══ SUPPLIED MATERIAL ══

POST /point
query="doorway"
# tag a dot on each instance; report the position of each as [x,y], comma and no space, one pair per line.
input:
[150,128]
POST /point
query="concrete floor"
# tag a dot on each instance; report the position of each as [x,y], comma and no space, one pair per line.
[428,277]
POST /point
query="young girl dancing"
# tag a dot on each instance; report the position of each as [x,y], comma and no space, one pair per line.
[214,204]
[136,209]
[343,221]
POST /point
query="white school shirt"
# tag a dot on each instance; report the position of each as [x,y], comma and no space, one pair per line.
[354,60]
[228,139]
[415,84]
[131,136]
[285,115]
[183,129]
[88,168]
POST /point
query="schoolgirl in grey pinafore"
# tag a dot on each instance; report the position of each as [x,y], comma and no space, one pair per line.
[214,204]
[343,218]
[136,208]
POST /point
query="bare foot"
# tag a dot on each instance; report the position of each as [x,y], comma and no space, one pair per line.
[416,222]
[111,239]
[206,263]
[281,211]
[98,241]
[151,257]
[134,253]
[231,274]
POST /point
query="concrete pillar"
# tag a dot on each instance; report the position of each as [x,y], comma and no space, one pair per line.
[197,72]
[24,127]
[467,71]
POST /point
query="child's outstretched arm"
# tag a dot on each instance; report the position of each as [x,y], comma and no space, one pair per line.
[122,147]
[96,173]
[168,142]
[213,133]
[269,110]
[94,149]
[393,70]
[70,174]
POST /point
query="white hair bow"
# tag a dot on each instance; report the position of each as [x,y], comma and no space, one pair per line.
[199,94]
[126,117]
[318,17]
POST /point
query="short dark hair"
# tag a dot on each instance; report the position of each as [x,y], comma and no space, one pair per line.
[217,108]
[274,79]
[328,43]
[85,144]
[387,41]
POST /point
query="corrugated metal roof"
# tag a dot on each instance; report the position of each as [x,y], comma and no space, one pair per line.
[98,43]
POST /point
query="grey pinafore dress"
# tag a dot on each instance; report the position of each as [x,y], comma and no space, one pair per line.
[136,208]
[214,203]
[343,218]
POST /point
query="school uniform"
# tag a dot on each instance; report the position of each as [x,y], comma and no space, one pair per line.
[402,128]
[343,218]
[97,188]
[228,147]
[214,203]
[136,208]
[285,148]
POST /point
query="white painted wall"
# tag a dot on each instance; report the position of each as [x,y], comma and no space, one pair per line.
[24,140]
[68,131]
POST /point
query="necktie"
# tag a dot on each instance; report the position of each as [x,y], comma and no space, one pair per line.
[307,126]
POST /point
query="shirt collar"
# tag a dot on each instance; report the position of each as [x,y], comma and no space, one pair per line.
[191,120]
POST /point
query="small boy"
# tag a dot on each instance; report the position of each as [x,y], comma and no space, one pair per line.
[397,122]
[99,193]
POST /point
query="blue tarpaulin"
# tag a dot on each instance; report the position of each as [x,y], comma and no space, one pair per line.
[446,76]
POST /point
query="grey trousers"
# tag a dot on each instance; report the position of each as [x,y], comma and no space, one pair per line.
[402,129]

═══

> _TASK GOAL_
The required answer is each line of the data in which the word "concrete" appears.

> _TASK RESULT_
query="concrete floor"
query="concrete pillar"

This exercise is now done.